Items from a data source
● ● ● ● ● ● ●
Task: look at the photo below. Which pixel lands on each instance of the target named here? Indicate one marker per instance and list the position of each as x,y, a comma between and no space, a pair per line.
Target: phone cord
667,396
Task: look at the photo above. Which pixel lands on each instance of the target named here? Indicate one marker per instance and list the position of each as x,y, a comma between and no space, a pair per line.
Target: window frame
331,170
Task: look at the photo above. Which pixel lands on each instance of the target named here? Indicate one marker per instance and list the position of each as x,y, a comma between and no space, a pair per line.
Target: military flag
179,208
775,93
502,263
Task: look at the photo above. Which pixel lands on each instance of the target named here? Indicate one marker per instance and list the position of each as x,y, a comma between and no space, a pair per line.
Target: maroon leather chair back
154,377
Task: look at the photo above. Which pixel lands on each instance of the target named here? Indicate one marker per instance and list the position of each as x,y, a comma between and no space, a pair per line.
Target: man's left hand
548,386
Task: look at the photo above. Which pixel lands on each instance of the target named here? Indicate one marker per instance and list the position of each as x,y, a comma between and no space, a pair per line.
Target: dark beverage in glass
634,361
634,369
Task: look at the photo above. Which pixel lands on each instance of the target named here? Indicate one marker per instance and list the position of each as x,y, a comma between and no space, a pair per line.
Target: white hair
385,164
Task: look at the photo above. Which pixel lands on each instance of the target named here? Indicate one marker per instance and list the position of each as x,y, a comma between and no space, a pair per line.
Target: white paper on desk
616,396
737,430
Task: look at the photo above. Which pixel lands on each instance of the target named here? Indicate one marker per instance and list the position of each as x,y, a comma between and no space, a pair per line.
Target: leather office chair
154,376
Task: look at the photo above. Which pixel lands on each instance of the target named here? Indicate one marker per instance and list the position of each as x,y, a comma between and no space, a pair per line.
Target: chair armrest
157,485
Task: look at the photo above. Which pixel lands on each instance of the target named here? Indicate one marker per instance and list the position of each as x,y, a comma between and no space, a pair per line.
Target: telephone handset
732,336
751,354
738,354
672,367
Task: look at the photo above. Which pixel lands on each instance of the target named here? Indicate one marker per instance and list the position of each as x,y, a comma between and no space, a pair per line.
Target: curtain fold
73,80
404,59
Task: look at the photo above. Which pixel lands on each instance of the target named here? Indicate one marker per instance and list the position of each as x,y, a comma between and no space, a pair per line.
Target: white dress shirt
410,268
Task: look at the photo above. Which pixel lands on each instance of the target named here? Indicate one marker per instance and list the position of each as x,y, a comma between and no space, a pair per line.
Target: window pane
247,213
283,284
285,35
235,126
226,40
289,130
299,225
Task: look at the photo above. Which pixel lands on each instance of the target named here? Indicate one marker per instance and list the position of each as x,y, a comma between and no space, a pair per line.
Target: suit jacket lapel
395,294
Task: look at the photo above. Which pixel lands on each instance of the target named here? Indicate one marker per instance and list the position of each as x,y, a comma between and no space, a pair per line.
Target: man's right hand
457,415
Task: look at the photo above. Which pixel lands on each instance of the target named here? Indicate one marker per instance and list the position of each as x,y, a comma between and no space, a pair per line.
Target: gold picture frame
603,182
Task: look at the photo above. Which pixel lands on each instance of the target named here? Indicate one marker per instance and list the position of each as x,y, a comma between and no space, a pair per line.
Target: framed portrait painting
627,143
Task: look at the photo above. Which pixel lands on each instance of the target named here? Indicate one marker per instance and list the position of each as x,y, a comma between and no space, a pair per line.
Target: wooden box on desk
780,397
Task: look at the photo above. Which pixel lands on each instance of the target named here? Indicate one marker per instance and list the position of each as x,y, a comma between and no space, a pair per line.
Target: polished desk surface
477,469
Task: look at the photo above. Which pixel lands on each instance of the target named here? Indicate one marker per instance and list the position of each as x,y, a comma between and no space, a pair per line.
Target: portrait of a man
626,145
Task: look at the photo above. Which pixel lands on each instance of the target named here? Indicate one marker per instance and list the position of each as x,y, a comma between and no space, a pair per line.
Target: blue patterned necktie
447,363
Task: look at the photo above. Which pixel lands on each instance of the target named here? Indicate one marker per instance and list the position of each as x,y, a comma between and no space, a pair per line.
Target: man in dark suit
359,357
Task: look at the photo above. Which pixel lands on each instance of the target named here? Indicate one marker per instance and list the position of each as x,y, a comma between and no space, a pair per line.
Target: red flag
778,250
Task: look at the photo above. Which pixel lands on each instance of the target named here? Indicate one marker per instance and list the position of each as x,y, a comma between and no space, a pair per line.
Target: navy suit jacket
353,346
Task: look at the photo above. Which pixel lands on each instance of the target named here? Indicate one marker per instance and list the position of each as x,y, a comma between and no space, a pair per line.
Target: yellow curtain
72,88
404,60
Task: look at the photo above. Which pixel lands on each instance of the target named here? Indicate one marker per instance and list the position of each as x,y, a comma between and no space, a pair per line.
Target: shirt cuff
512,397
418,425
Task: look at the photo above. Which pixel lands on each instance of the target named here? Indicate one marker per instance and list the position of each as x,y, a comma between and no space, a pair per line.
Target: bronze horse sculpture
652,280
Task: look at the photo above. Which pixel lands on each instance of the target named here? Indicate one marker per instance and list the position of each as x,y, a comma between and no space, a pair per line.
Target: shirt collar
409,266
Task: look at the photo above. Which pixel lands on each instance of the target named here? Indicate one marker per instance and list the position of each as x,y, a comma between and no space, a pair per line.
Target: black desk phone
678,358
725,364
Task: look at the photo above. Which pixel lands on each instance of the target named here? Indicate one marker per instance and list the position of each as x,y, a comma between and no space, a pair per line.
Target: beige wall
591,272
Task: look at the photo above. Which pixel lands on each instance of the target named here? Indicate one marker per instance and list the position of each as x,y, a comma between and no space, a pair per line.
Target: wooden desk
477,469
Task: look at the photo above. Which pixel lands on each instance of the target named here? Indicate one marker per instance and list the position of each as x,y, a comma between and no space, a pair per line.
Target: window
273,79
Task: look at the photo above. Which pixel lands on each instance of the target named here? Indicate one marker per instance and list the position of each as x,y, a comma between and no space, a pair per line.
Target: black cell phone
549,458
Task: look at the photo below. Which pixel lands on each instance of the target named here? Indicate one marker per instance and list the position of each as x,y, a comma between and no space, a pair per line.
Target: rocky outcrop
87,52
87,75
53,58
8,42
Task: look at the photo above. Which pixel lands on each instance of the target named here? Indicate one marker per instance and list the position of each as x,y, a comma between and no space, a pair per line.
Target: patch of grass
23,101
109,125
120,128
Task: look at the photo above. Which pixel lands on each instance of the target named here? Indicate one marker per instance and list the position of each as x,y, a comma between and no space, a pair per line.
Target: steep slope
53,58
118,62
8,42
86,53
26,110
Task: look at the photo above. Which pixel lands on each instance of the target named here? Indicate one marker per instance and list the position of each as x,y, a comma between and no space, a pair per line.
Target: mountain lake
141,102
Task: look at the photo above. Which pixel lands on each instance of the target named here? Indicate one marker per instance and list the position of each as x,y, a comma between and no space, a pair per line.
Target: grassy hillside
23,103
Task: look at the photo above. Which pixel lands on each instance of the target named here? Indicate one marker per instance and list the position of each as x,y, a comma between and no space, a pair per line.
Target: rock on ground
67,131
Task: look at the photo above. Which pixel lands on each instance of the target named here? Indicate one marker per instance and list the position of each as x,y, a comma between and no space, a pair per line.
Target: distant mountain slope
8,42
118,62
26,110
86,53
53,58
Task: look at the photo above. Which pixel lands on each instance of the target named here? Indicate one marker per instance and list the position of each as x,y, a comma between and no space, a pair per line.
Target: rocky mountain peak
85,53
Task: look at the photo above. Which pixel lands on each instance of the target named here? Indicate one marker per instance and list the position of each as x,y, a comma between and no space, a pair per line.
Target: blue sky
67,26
● ● ● ● ● ● ●
Report each line of the listing above that contains the string "flag". Matching is case-sensitive.

### ANSWER TO THE TASK
Target: military flag
Target: red flag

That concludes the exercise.